### Goal A
Answer these questions about the text on multiple wired Ethernet connections, one per line:
(i) What happens to one wired connection when the asker connects to another?
(ii) What does the asker currently use for the Internet connection as a workaround?
(iii) What does the last reply suggest will probably need to be set up?
### Goal B
Carry on the text about multiple wired Ethernet connections with KDE Plasma from the point where it ends.

### Given text
-- -- --
Multiple wired Ethernet connections with KDE Plasma

I have a rather annoying issue to which I wasn’t able to solve myself. I have a wired Ethernet on my computer, and occasionally a second one (rarely a third one too). They both use DHCP, so no configuration is needed. However, from the Networks tray icon, or the settings application, I can only connect to one wired Ethernet at a time. When I connect to one, the other one automatically disconnects. Only one of them has Internet connectivity, the other ones are local networks.

Currently my workaround is to use wireless connectivity for Internet connection, but this introduces other issues since the local IP address changes.

How can I connect to multiple wired Ethernet networks with multiple adapters at the same time?

You most likely can’t. At least I don’t think so unless you have multiple network cards.
You have to configure the different networks to be able to reach each other where you create the networks.
Or maybe it is just a question of giving all the networks access to the internet.
Nobody other than you know how you want your network to act.

But it is done with the server that creates the networks, not on your Manjaro.

You’ll need to setup custom routing policies, I suspect. I haven’t done this, though, I’ve just done quite a bit of research on it.
-- -- --
### Information supplied

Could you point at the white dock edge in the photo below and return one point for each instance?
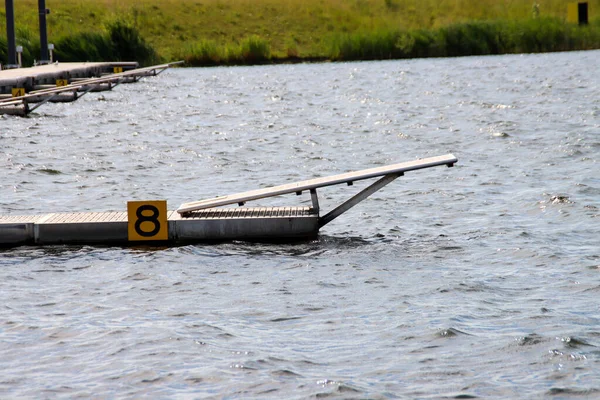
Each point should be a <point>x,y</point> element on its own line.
<point>299,187</point>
-- -- --
### Final result A
(i) The other one automatically disconnects.
(ii) Wireless connectivity.
(iii) Custom routing policies.

### Final result B
Or you could try setting static IP addresses, so the settings don’t get rep-laced when a new network is connected…in fact, this might be the simplest option…keep the internet one on DHCP and make the rest Static…without a gateway

You can do that by using static IP assignment.

The most common use case is to establish connection to different networks - think of it like switch or a router.

The problem if same network will be routing but that can be worked around as well by setting max hops. Usually the network will prefer the network with the least amount of hops but will fall back to a connection with a higher number if the first is not available.

I think you should read some literature on network topology to get a better understanding of the concepts behind.

Thanks for the responses everyone!

I should clarify that the “other issues” are related to increased latency and lower throughput - not routing.

@bedna I do have separate network cards for every connection. One integrated (Internet), one PCIe (very rarely used but this is actually static IP) and one USB device (which is forced to be DHCP basically, and it even changes its MAC accress every connection because who knows why). Only one interface (the integrated) will ever have access to the Internet, the other ones are not connectable to the Internet.

Then again, my WIFI and Ethernet go to the same Internet-connected local network, there’s no issue in networking if they are both connected. In that light, it makes no sense to limit to only one wired connection at a time.

This starts to sound like a bug on the KDE side. There was no such issue with Gnome (which I will not go back to).

@Mirdarthos Everything else needs to be DHCP, but the Internet connectivity card could actually have a static IP address. I’ll try that, thanks!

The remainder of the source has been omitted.